*WORK REQUIRED*
Copy the lines of the items below, starting with the line containing "segment --target rear" and continuing through the line containing "507 213 L 483", requests included. Scale every coordinate in the outlines by 0.95, rounding each to a whole number with halves rounded up.

*GIVEN DATA*

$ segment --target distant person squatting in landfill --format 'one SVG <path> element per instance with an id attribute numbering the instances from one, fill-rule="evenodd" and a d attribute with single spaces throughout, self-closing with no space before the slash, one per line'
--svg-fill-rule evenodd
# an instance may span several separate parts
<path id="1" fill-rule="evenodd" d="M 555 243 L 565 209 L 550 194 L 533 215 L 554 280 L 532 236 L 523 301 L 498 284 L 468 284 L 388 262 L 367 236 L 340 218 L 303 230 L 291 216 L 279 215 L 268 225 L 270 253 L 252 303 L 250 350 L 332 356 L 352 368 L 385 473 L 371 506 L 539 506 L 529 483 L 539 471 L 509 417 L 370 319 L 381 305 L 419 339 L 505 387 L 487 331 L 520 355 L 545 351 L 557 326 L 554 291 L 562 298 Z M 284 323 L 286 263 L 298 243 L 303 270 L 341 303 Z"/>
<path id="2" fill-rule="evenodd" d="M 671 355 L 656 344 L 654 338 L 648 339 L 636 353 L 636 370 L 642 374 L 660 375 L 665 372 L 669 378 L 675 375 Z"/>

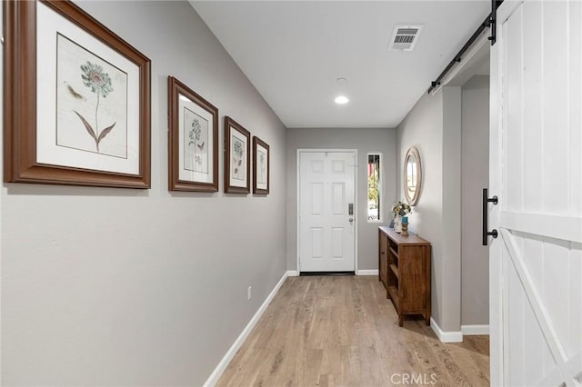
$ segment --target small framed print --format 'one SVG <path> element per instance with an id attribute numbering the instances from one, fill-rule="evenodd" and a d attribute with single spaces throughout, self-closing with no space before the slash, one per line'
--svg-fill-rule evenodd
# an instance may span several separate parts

--

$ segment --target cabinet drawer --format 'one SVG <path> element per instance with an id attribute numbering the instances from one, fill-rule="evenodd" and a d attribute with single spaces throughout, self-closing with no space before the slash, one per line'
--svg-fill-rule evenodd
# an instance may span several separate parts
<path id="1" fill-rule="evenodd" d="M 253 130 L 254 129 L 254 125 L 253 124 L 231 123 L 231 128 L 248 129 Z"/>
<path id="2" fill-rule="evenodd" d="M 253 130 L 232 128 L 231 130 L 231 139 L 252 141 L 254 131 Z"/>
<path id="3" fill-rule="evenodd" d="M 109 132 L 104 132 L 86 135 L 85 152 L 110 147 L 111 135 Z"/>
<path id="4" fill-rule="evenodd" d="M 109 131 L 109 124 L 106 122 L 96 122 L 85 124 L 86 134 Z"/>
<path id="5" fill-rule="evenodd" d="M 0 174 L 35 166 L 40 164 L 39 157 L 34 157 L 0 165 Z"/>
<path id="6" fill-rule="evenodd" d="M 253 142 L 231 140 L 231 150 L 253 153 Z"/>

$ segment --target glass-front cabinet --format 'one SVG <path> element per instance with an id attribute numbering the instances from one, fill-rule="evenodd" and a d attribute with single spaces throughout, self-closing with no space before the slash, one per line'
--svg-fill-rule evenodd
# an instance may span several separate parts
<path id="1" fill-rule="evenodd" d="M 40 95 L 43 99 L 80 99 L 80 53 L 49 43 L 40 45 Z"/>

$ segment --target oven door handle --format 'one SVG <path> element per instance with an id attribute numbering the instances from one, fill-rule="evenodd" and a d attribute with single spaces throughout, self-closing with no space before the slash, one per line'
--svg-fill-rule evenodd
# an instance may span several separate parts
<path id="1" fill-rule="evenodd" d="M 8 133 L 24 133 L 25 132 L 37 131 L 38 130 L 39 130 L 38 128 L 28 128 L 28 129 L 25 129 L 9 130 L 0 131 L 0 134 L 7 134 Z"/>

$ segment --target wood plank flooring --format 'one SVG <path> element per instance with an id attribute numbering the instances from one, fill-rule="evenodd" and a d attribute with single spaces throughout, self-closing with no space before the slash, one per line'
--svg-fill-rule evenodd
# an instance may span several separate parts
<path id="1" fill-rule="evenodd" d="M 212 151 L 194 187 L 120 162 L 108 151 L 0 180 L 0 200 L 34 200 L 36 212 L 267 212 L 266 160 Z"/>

* * *

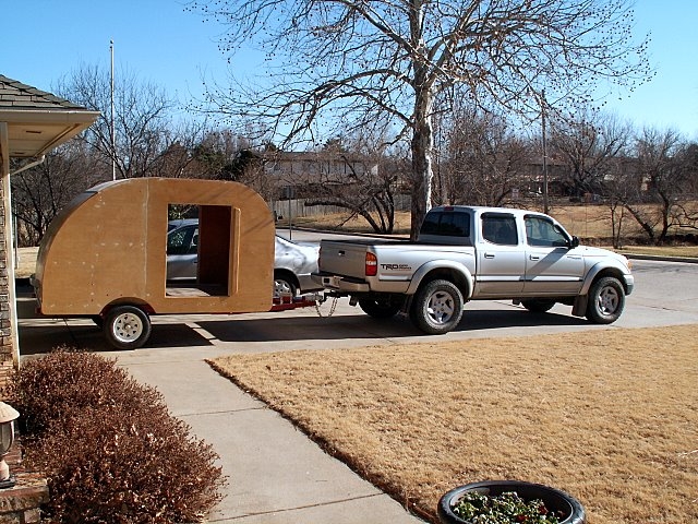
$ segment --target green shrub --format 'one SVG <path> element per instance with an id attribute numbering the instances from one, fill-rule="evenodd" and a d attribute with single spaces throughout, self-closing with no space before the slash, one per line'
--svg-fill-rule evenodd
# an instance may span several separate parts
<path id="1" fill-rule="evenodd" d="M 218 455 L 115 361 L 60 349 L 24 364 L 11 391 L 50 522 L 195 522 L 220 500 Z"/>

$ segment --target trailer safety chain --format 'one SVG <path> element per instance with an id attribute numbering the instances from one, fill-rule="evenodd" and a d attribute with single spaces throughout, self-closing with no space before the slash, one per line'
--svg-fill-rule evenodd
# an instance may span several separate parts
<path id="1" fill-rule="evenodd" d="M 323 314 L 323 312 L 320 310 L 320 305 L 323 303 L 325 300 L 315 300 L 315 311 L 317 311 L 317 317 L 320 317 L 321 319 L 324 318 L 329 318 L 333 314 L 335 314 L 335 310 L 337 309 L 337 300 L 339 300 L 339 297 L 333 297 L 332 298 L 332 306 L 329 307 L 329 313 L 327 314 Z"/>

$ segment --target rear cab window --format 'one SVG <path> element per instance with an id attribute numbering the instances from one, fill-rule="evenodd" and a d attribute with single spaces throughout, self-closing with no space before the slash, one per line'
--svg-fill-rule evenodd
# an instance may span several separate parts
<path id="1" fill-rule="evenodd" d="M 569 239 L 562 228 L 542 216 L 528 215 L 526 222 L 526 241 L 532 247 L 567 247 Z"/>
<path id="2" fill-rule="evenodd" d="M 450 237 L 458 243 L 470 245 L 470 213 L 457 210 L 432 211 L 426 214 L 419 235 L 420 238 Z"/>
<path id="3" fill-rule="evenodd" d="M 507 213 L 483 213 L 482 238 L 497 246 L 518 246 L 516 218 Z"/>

*EXERCISE SOLUTION*
$ segment --target rear cab window --format 'one SVG <path> element per instance with an id attribute numbering the instances from one, fill-rule="evenodd" and a d attribute with single spaces throughout, self-closing with no space before the slash, one per line'
--svg-fill-rule evenodd
# an instance may span several separate parts
<path id="1" fill-rule="evenodd" d="M 541 227 L 534 217 L 515 205 L 502 204 L 500 211 L 500 229 L 505 235 L 539 235 Z"/>
<path id="2" fill-rule="evenodd" d="M 428 225 L 435 231 L 447 233 L 447 202 L 434 200 L 410 200 L 405 203 L 398 223 L 399 226 Z"/>
<path id="3" fill-rule="evenodd" d="M 482 202 L 459 202 L 458 226 L 472 234 L 492 234 L 490 207 Z"/>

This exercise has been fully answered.